*** Opening of Information supplied ***
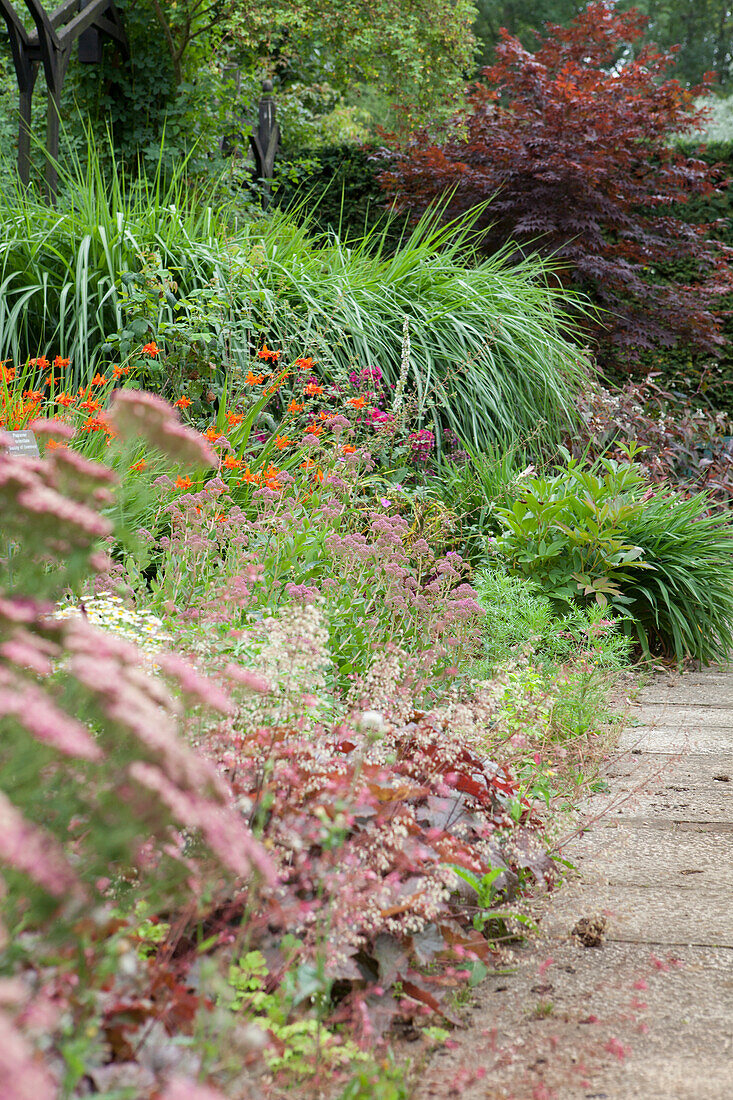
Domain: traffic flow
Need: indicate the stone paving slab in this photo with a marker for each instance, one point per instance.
(595, 1023)
(693, 771)
(648, 914)
(696, 859)
(717, 696)
(659, 788)
(674, 739)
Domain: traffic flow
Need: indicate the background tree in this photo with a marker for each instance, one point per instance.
(571, 145)
(703, 31)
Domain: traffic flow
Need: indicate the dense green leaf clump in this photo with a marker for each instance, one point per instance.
(605, 535)
(490, 350)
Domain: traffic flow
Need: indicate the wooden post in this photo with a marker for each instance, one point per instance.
(50, 45)
(265, 141)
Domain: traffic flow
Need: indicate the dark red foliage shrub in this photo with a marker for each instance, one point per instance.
(570, 143)
(368, 825)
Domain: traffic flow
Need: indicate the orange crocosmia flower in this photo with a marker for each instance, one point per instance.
(95, 424)
(269, 355)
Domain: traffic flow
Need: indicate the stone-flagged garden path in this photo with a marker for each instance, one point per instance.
(647, 1014)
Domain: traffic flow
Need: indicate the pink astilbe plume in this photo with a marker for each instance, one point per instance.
(34, 851)
(140, 415)
(222, 828)
(181, 1089)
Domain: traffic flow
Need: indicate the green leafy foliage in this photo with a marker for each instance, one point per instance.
(490, 350)
(606, 535)
(336, 187)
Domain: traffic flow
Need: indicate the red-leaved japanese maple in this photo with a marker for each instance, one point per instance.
(571, 145)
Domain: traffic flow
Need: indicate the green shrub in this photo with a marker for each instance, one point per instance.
(520, 618)
(340, 191)
(605, 535)
(490, 349)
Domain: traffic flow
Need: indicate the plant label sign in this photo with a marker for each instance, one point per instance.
(20, 442)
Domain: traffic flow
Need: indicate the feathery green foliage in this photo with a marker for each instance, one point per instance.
(606, 535)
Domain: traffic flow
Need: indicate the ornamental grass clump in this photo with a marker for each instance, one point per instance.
(491, 351)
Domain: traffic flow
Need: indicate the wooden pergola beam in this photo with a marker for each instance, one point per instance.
(50, 45)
*** Close of Information supplied ***
=== What you need to do ===
Please print the records above word for word, leaving every image out.

=== Response ===
Domain: traffic flow
Need: indicate the stone paving slab in this photo with a marker for each instance, one point per instance.
(595, 1023)
(693, 771)
(648, 914)
(696, 859)
(717, 696)
(659, 788)
(674, 739)
Domain: traffic flow
Need: indicate the background tree in this photo with a marker for each instance, one point per instance.
(571, 145)
(703, 31)
Domain: traffic flow
Need: indicate the dense green leaf clump in this photo with a marker for each instance, one point per instance.
(605, 535)
(490, 350)
Domain: traffic flow
Need: indicate the wooden post in this photo with a marker for each instance, one point per instance.
(50, 45)
(265, 141)
Domain: traffic flow
Need: indicate the dark red foliage shrub in this photo with a marker for each instance, one point per instance.
(570, 143)
(368, 825)
Domain: traffic flow
Need: indicate the orange crocosmia flower in this photo with a marker for each instance, one point per instance.
(95, 424)
(269, 355)
Domain: traffic flow
Need: indicate the stone-flagged garden path in this photo with a marker for each instance, one point per instance.
(647, 1014)
Domain: traffic flow
Need: indicate the pink astilbe plume in this photo with a marker for each instance, one point per instance.
(34, 851)
(140, 415)
(222, 828)
(181, 1089)
Domain: traffic flow
Need: indicate the green leafy foliage in this photo with a marker for each instance, one point per instance.
(490, 350)
(606, 535)
(336, 187)
Domain: traffic flow
Need: indicate the red-leaved japanese maple in this photo with a marker for each instance, one point per instance.
(571, 145)
Domain: traffic flow
Need: indicate the green shrub in this photo with a marker for each instance, one point per instance.
(520, 618)
(340, 191)
(605, 535)
(490, 349)
Domain: traffic flow
Need: indicate the plant label sign in this photo with a marker for each instance, one point per instance.
(20, 442)
Domain: traffic flow
Need: indicate the feathery green foliage in this photo with a marker for each instance, one point per instance.
(606, 535)
Domain: traffic flow
Need: indicate the ornamental grass clump in this photo with a marker for each instance, one point per instance.
(491, 351)
Domain: traffic flow
Need: indicate the wooden pergola beam in this photo with a marker for each instance, one point per instance.
(50, 45)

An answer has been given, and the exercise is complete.